What is required: Begin with the line that contains "of the cockpit" and transcribe each line after it, up to and including the last line of the listing below.

[Stored entries]
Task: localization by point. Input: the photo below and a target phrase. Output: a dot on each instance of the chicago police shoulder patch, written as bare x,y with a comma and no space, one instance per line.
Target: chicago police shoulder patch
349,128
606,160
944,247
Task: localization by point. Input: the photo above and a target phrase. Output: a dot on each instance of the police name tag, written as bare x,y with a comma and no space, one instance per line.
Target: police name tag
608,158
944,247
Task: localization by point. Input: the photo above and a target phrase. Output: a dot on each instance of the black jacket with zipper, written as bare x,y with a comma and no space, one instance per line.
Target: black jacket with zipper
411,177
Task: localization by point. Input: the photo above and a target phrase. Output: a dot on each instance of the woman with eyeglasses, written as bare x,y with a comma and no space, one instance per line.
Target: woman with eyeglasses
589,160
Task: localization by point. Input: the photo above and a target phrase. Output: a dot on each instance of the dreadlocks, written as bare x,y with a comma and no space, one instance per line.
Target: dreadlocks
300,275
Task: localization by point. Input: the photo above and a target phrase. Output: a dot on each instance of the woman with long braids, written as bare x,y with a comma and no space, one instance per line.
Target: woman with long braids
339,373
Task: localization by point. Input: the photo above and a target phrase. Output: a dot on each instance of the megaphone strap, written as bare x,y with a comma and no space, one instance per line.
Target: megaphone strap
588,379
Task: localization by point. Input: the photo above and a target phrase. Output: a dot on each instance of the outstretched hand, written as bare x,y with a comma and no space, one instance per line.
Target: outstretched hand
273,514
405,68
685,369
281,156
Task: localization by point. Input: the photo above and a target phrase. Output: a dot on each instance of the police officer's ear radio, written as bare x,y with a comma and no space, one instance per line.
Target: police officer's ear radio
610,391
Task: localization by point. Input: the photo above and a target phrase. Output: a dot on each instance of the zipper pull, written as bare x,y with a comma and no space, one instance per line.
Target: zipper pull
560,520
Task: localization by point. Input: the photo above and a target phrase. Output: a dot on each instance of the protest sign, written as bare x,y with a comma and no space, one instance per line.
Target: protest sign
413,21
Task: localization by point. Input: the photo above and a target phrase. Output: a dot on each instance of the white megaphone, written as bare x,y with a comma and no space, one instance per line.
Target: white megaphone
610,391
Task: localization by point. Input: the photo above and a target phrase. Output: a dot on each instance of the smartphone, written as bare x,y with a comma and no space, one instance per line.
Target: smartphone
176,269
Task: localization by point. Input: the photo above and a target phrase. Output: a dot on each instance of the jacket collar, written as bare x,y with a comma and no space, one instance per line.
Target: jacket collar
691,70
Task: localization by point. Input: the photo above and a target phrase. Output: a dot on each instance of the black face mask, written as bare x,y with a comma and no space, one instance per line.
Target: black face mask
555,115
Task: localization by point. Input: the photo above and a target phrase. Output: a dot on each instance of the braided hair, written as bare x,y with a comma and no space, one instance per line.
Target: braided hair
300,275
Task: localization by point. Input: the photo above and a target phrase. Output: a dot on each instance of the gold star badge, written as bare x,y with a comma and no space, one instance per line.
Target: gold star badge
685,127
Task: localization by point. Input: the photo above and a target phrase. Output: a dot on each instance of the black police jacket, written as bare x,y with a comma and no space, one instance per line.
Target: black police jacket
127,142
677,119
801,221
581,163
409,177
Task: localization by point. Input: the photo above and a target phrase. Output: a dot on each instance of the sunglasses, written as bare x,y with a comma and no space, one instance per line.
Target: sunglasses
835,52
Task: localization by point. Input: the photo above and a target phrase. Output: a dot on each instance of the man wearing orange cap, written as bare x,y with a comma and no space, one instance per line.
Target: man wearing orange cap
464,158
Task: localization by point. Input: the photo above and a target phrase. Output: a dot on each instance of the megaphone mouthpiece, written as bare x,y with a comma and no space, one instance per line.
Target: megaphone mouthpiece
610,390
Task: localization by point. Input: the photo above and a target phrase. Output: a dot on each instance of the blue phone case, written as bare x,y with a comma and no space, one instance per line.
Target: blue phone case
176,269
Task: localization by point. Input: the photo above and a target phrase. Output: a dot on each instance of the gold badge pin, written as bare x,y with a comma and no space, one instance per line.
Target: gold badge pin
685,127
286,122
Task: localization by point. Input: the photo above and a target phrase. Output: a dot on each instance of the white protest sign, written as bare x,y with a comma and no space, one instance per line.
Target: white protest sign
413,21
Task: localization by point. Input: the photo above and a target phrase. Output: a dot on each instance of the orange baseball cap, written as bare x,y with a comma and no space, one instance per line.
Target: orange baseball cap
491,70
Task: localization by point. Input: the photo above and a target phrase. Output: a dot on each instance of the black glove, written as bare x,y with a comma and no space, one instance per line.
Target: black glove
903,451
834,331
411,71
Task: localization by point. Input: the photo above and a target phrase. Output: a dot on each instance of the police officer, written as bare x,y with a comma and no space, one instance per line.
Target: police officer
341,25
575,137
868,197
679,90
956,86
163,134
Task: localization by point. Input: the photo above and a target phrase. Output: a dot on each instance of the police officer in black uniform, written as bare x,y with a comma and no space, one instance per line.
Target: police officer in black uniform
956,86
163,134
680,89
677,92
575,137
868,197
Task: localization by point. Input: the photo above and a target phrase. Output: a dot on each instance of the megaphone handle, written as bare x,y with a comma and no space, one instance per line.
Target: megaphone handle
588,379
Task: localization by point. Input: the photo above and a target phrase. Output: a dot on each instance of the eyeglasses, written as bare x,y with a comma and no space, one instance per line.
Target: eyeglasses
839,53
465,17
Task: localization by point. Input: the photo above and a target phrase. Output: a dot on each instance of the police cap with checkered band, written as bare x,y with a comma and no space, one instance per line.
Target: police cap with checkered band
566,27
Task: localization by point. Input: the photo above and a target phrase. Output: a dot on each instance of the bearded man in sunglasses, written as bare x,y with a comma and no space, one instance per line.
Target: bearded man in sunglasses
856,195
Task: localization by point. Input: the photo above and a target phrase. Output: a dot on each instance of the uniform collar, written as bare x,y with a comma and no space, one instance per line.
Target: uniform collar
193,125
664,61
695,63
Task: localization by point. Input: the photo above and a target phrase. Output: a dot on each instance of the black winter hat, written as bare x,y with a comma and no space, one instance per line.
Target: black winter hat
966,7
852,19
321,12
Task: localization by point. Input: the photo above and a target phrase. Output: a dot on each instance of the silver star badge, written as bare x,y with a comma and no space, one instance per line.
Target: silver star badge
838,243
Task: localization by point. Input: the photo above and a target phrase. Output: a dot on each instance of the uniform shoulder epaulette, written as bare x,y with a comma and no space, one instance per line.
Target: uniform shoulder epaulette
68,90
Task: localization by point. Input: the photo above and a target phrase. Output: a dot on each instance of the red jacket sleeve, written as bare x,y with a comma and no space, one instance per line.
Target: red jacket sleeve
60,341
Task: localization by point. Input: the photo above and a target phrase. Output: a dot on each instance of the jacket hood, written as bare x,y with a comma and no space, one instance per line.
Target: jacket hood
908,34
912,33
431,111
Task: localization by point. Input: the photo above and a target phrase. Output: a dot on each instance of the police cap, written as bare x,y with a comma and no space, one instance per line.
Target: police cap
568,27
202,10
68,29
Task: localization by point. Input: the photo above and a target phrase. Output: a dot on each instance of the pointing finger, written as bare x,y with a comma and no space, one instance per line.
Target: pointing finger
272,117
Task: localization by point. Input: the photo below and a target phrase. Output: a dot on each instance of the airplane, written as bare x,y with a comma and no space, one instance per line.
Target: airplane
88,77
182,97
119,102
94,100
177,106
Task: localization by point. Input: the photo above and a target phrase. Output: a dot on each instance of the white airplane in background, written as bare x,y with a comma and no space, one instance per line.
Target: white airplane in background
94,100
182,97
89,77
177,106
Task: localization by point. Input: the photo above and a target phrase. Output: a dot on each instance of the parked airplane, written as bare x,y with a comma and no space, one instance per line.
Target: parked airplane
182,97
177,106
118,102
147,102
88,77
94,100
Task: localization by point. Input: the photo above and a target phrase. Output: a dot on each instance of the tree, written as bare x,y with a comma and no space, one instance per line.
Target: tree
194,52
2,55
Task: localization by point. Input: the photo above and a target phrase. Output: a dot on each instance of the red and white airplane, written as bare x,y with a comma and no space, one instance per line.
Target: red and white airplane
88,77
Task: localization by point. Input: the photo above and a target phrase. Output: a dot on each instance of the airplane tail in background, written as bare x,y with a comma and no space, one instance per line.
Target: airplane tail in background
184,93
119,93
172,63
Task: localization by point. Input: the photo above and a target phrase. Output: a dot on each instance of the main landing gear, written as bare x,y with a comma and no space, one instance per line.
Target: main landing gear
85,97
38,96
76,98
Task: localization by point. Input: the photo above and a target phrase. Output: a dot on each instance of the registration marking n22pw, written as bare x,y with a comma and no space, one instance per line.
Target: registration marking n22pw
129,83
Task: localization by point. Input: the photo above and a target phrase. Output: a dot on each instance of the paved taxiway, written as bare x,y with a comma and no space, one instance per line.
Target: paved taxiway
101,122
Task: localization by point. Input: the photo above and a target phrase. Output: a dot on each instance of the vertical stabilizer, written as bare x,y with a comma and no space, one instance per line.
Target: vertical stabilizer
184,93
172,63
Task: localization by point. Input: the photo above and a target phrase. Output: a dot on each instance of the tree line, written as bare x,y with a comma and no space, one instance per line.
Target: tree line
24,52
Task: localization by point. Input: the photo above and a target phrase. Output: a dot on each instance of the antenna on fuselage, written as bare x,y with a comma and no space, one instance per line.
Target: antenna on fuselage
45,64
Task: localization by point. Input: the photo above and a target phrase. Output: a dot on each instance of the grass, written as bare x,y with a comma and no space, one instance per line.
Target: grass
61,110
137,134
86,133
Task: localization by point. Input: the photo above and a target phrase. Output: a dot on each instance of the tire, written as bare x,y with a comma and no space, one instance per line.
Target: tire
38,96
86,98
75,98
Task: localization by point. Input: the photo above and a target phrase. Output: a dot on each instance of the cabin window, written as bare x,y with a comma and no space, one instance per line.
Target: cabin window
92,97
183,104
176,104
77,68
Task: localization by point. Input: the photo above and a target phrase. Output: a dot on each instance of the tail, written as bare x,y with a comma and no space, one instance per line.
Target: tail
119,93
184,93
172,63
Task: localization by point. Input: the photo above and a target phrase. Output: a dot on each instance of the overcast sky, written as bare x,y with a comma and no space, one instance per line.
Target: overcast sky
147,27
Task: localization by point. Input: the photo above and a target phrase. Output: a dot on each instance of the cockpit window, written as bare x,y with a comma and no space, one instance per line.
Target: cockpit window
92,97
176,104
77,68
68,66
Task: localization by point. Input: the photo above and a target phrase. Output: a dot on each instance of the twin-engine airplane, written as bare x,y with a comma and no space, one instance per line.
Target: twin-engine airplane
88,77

Answer to this task:
Task: localization by point. Input: the photo above and a target phrase. Output: a dot on each instance of the cockpit window, written as bare x,y with a comma and no space, one instance per line.
Target: cockpit window
92,97
176,104
77,68
68,66
Task: localization by point. Input: the photo above and a target phrase. Output: a dot on each instance of the twin-engine airplane, written as bare x,y with a comma and no space, one instance per line.
Target: twin-engine airplane
88,77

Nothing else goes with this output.